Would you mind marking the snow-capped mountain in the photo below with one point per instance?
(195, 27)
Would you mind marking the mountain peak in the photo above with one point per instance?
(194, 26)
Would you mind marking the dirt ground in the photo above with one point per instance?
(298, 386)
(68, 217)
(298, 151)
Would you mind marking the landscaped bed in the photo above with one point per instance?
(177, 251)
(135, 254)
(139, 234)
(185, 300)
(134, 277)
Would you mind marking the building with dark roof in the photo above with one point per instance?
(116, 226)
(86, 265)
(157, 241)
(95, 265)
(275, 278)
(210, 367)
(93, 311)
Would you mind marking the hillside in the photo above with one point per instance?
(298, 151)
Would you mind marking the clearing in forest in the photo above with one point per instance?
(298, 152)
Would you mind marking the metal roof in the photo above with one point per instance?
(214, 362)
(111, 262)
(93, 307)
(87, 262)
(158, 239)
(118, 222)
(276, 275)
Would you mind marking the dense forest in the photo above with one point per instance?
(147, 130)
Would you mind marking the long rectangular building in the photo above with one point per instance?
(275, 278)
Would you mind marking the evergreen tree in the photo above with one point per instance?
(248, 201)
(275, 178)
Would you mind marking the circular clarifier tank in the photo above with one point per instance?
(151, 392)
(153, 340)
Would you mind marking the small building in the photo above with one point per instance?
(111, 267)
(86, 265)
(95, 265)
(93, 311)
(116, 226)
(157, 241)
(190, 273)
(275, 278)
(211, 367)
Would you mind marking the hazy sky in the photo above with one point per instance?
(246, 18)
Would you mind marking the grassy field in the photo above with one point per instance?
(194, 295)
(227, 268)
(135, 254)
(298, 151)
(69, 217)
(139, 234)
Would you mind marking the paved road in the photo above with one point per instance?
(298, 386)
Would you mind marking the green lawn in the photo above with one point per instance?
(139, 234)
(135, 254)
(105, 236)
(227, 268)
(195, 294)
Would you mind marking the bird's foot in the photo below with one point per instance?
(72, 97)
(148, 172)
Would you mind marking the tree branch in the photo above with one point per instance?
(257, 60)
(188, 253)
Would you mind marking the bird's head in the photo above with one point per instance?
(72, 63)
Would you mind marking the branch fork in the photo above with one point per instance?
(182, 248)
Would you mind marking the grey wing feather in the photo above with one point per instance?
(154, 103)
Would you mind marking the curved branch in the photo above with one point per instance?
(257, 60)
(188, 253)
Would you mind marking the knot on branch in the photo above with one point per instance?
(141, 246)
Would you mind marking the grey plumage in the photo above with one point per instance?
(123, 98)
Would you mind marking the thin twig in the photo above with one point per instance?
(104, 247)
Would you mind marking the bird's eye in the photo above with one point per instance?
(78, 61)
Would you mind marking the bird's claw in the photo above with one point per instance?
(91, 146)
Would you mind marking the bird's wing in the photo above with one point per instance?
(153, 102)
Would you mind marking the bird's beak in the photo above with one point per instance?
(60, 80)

::::::

Work order: Output each record exactly, leaving nothing out.

Output for this task:
Would you mind marking the snow-capped mountain in the photo below with one point per instance?
(195, 27)
Would you mind marking the mountain peak in the photo above with one point per instance?
(194, 26)
Would you mind marking the dirt ground in the photo above with one point per instance?
(298, 386)
(68, 217)
(298, 151)
Would you mind marking the landscaped bed in the photo above with one point per instance?
(177, 251)
(135, 254)
(139, 234)
(185, 300)
(134, 277)
Would you mind marking the building with dark roof in the photo above with one point per instance?
(116, 226)
(86, 265)
(157, 241)
(95, 265)
(275, 278)
(210, 367)
(93, 311)
Would you mind marking the hillside in the photo above with one point per instance?
(298, 151)
Would you mind marking the clearing in forest in the photo above with one point per instance?
(298, 152)
Would you mind marking the metal roof in the photo above with one point per instance?
(214, 362)
(111, 262)
(93, 307)
(87, 262)
(158, 239)
(118, 222)
(276, 275)
Would you mind marking the dense forest in the photo above with one point per instance?
(147, 130)
Would you mind marking the long rectangular building in the photo above with one point per instance?
(275, 278)
Would you mind marking the evergreen tree in the photo above with one point per instance?
(248, 201)
(275, 178)
Would you mind marking the circular clarifier tank in the photo above with one point per instance?
(151, 392)
(153, 340)
Would you mind marking the small building in the photo above with one point per instance?
(111, 267)
(86, 265)
(95, 265)
(93, 311)
(116, 226)
(157, 241)
(190, 273)
(275, 278)
(211, 367)
Would you mind marking the hazy sky in the photo above with one point per instance?
(246, 18)
Would you mind marking the grassy field in the photo above with one point per instance?
(194, 295)
(227, 268)
(135, 254)
(298, 151)
(69, 217)
(139, 234)
Would you mind marking the paved road in the photo above with one point per instance?
(298, 386)
Would you mind marking the green lawn in the photo above with one point per instance?
(139, 234)
(135, 254)
(105, 236)
(227, 268)
(195, 294)
Would you mind marking the bird's foot in the photo below with one point per instance?
(72, 97)
(148, 172)
Would you mind marking the tree branch in the photo above with one point per instance?
(257, 60)
(188, 253)
Would you mind marking the bird's head in the photo above with one point per instance?
(72, 63)
Would you mind marking the branch fork in the photo above with one point per instance?
(182, 248)
Would you mind marking the grey wing feather in the photo above with one point per instance?
(154, 103)
Would you mind marking the curved branch in the photo above with one point per instance?
(257, 60)
(188, 253)
Would you mind marking the knot on branch in the photo above with one point per instance?
(141, 246)
Would you mind marking the grey plumage in the photo above with one point per instance?
(123, 98)
Would you mind marking the thin twig in the photo above with one point per instance?
(104, 247)
Would you mind marking the bird's eye in the photo above with one point per instance?
(78, 61)
Would you mind marking the bird's claw in the photo above with one point per instance?
(91, 146)
Would you mind marking the bird's wing in the photo above with one point per instance?
(153, 102)
Would you mind marking the bird's beak in the photo above with one point per instance?
(60, 80)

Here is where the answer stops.